WHAT YOU WILL DO: Reproduce verbatim the lines starting at the line containing "mask --target=window with" and ending at the line containing "M 284 76 L 267", both included.

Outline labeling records
▶

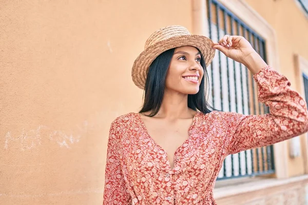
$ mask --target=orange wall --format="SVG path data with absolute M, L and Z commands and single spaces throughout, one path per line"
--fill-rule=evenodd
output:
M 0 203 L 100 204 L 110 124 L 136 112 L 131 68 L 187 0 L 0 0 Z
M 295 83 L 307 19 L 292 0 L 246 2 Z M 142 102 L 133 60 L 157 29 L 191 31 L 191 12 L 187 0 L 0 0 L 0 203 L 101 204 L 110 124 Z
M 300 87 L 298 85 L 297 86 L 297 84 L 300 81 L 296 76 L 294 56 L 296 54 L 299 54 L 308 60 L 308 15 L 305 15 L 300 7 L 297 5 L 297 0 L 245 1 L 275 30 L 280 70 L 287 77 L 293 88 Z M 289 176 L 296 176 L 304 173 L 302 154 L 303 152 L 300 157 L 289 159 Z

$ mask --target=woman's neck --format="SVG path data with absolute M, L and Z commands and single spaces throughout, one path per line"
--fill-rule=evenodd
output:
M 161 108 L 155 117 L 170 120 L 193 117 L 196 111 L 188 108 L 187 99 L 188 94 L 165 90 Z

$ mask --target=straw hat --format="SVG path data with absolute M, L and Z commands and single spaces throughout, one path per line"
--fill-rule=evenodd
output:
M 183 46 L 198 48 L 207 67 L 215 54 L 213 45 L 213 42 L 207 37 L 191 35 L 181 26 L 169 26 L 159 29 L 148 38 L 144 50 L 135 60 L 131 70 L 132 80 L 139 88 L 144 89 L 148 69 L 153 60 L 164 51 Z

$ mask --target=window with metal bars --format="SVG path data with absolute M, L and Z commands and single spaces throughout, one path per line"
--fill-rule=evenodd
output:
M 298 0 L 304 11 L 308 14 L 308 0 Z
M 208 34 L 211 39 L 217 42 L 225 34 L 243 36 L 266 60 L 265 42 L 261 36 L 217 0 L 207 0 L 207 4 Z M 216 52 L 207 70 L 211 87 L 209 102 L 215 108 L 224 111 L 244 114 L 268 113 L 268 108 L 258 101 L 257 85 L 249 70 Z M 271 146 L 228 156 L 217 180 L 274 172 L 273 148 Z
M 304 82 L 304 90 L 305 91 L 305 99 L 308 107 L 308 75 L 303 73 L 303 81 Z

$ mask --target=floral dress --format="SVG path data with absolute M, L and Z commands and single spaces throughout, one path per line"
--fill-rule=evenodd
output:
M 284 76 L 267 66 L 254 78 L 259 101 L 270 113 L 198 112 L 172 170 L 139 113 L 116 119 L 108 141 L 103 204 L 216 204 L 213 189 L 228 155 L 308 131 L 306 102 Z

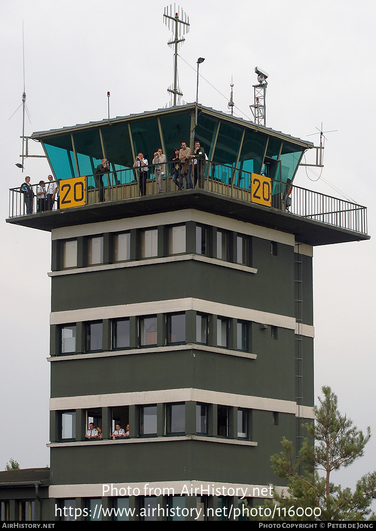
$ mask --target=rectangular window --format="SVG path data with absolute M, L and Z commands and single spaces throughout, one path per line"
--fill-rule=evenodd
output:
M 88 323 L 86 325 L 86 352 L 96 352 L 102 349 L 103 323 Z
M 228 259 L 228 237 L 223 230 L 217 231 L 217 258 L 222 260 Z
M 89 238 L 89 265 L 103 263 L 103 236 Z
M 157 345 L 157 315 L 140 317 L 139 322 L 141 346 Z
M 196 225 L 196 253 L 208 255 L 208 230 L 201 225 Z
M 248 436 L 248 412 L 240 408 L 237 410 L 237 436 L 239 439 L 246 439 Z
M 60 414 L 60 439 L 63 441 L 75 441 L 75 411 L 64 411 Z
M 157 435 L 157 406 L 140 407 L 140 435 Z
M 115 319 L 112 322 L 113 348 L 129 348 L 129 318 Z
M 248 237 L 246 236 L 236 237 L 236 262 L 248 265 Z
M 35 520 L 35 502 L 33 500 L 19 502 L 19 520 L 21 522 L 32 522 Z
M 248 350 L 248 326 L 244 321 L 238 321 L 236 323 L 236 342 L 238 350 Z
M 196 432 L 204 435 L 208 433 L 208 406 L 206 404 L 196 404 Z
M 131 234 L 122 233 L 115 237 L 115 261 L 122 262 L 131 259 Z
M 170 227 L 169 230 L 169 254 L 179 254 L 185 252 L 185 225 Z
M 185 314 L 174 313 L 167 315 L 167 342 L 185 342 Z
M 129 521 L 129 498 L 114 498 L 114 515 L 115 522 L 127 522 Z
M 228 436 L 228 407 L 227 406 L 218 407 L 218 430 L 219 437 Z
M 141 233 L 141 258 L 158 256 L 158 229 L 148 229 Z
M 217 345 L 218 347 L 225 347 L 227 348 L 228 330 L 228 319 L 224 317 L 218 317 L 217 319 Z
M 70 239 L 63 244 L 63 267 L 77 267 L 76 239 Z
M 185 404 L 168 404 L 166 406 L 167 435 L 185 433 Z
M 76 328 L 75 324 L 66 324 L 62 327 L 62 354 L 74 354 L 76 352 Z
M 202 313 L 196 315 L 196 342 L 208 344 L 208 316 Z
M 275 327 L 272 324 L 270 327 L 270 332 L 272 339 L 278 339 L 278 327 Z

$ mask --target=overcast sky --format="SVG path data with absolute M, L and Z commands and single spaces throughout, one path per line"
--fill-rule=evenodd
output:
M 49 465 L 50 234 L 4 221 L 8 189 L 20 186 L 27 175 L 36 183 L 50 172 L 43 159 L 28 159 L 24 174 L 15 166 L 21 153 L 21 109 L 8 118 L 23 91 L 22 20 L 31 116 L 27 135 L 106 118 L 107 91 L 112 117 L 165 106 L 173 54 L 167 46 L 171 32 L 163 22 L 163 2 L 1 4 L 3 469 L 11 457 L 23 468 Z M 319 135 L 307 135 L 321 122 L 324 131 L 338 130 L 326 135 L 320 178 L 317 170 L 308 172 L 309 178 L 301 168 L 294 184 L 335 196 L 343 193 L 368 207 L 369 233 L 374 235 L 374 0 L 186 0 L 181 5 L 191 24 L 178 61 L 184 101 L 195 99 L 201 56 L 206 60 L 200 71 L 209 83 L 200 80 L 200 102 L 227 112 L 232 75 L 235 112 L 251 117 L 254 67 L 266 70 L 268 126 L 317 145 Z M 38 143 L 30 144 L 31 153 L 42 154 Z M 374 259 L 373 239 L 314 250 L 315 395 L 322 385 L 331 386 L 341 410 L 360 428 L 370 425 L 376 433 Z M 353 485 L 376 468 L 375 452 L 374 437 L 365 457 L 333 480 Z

◀

RESULT FOR THIS TASK:
$ mask --target=window with metal bars --format="SVG path data with absolute M, L and Z commands and single spaces throughout, one path per line"
--fill-rule=evenodd
output:
M 298 0 L 304 11 L 308 14 L 308 0 Z
M 208 34 L 211 39 L 217 42 L 225 34 L 243 36 L 266 60 L 265 42 L 261 36 L 217 0 L 207 0 L 207 4 Z M 216 52 L 207 70 L 211 87 L 209 102 L 215 108 L 224 111 L 244 114 L 268 113 L 268 108 L 258 101 L 257 85 L 249 70 Z M 271 146 L 228 156 L 217 180 L 274 172 L 273 148 Z
M 304 82 L 304 90 L 305 91 L 305 99 L 308 107 L 308 75 L 303 73 L 303 81 Z

$ mask --target=floral dress --format="SVG path data with absolute M, L and Z commands and single spaces throughout, one path per line"
--fill-rule=evenodd
output:
M 284 76 L 267 66 L 254 78 L 259 101 L 270 113 L 198 112 L 172 170 L 139 113 L 116 119 L 108 141 L 103 204 L 216 204 L 213 189 L 228 155 L 308 131 L 306 102 Z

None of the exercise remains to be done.